Task goal: Each entry must appear again exactly as it does in the source.
** Data records follows **
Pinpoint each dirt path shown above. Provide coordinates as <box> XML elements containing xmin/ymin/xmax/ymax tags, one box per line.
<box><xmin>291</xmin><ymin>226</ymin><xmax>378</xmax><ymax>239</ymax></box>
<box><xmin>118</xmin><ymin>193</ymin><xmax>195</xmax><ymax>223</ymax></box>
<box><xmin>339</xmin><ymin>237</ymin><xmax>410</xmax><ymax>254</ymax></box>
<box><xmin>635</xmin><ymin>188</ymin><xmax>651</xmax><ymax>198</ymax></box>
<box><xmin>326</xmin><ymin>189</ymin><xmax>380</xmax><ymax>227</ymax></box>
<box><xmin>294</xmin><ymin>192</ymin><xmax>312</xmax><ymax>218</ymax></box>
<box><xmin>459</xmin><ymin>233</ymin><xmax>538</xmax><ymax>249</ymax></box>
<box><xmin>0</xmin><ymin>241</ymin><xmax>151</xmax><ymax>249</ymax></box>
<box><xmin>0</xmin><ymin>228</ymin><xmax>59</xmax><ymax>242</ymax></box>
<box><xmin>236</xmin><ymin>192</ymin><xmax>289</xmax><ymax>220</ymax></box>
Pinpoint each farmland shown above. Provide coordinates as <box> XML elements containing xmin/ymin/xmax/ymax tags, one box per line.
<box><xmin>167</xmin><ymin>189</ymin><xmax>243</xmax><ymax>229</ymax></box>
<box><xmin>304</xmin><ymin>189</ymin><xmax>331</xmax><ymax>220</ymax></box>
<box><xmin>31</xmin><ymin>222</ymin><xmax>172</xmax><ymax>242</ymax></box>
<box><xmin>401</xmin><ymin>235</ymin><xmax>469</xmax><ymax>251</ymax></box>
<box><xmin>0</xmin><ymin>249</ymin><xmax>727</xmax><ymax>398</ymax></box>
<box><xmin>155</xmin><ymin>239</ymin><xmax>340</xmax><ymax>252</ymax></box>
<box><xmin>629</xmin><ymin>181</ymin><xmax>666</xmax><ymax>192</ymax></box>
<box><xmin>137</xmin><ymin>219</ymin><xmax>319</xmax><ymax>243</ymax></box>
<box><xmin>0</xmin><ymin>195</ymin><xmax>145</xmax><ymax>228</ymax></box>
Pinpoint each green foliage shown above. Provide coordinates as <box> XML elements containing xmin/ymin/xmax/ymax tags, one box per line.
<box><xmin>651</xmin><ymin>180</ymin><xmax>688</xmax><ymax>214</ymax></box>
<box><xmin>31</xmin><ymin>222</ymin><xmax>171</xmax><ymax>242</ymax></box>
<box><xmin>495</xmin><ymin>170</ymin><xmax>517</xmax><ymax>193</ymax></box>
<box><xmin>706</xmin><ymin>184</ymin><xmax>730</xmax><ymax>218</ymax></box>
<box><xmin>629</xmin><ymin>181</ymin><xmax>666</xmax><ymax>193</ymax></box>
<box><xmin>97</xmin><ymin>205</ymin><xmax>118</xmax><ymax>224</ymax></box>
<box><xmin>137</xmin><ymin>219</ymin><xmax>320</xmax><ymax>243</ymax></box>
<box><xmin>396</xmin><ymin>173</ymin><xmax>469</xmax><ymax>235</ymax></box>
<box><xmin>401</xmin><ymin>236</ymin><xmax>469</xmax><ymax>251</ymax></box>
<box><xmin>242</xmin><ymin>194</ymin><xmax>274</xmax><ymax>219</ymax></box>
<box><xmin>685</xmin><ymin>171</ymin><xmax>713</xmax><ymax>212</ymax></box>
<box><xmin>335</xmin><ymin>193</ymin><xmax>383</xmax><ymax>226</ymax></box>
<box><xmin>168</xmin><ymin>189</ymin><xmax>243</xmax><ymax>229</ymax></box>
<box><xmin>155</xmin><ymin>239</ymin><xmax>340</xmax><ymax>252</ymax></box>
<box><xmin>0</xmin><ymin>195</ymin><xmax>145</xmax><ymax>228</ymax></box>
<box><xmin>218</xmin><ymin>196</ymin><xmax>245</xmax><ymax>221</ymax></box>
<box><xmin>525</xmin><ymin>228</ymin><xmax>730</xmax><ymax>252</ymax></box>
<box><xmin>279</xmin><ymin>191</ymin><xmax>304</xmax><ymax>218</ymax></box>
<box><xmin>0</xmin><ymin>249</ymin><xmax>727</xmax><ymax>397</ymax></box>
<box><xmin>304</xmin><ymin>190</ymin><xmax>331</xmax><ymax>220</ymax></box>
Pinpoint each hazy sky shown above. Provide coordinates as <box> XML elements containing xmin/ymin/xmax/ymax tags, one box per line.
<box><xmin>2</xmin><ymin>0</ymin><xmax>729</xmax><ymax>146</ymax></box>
** End of Data records **
Response for this exercise:
Pinpoint each dirt path shown above. Provide coordinates as <box> XML elements containing xmin/ymin/xmax/ymax tags, one box per line.
<box><xmin>291</xmin><ymin>226</ymin><xmax>378</xmax><ymax>239</ymax></box>
<box><xmin>118</xmin><ymin>193</ymin><xmax>195</xmax><ymax>223</ymax></box>
<box><xmin>339</xmin><ymin>237</ymin><xmax>410</xmax><ymax>254</ymax></box>
<box><xmin>635</xmin><ymin>188</ymin><xmax>651</xmax><ymax>198</ymax></box>
<box><xmin>326</xmin><ymin>189</ymin><xmax>380</xmax><ymax>227</ymax></box>
<box><xmin>294</xmin><ymin>192</ymin><xmax>312</xmax><ymax>218</ymax></box>
<box><xmin>459</xmin><ymin>233</ymin><xmax>538</xmax><ymax>249</ymax></box>
<box><xmin>0</xmin><ymin>241</ymin><xmax>151</xmax><ymax>249</ymax></box>
<box><xmin>0</xmin><ymin>228</ymin><xmax>59</xmax><ymax>242</ymax></box>
<box><xmin>236</xmin><ymin>192</ymin><xmax>289</xmax><ymax>220</ymax></box>
Pinpoint each farmland shown above. Provide coordinates as <box> XML elements containing xmin/ymin/xmax/ymax tags, one box per line.
<box><xmin>167</xmin><ymin>189</ymin><xmax>243</xmax><ymax>229</ymax></box>
<box><xmin>304</xmin><ymin>189</ymin><xmax>331</xmax><ymax>220</ymax></box>
<box><xmin>31</xmin><ymin>222</ymin><xmax>172</xmax><ymax>242</ymax></box>
<box><xmin>401</xmin><ymin>235</ymin><xmax>469</xmax><ymax>251</ymax></box>
<box><xmin>0</xmin><ymin>249</ymin><xmax>727</xmax><ymax>398</ymax></box>
<box><xmin>155</xmin><ymin>239</ymin><xmax>340</xmax><ymax>252</ymax></box>
<box><xmin>629</xmin><ymin>181</ymin><xmax>666</xmax><ymax>192</ymax></box>
<box><xmin>137</xmin><ymin>219</ymin><xmax>319</xmax><ymax>243</ymax></box>
<box><xmin>0</xmin><ymin>195</ymin><xmax>145</xmax><ymax>228</ymax></box>
Pinpoint each green foliage shown above. Provide coordinates as <box> XML elements containing xmin/ymin/xmax/ymax tags, one box per line.
<box><xmin>651</xmin><ymin>180</ymin><xmax>688</xmax><ymax>214</ymax></box>
<box><xmin>31</xmin><ymin>222</ymin><xmax>171</xmax><ymax>242</ymax></box>
<box><xmin>495</xmin><ymin>170</ymin><xmax>517</xmax><ymax>193</ymax></box>
<box><xmin>706</xmin><ymin>184</ymin><xmax>730</xmax><ymax>218</ymax></box>
<box><xmin>629</xmin><ymin>181</ymin><xmax>666</xmax><ymax>193</ymax></box>
<box><xmin>97</xmin><ymin>205</ymin><xmax>118</xmax><ymax>224</ymax></box>
<box><xmin>137</xmin><ymin>219</ymin><xmax>320</xmax><ymax>243</ymax></box>
<box><xmin>396</xmin><ymin>173</ymin><xmax>469</xmax><ymax>235</ymax></box>
<box><xmin>401</xmin><ymin>236</ymin><xmax>469</xmax><ymax>251</ymax></box>
<box><xmin>242</xmin><ymin>194</ymin><xmax>274</xmax><ymax>219</ymax></box>
<box><xmin>685</xmin><ymin>171</ymin><xmax>713</xmax><ymax>212</ymax></box>
<box><xmin>335</xmin><ymin>193</ymin><xmax>383</xmax><ymax>226</ymax></box>
<box><xmin>168</xmin><ymin>189</ymin><xmax>243</xmax><ymax>229</ymax></box>
<box><xmin>155</xmin><ymin>239</ymin><xmax>340</xmax><ymax>252</ymax></box>
<box><xmin>0</xmin><ymin>195</ymin><xmax>145</xmax><ymax>228</ymax></box>
<box><xmin>218</xmin><ymin>196</ymin><xmax>245</xmax><ymax>221</ymax></box>
<box><xmin>525</xmin><ymin>228</ymin><xmax>730</xmax><ymax>252</ymax></box>
<box><xmin>279</xmin><ymin>191</ymin><xmax>304</xmax><ymax>218</ymax></box>
<box><xmin>0</xmin><ymin>249</ymin><xmax>727</xmax><ymax>397</ymax></box>
<box><xmin>304</xmin><ymin>190</ymin><xmax>331</xmax><ymax>220</ymax></box>
Pinpoint each hazy sky shown above. Provide coordinates as <box> XML elements containing xmin/ymin/xmax/ymax tags, one box per line.
<box><xmin>2</xmin><ymin>0</ymin><xmax>729</xmax><ymax>146</ymax></box>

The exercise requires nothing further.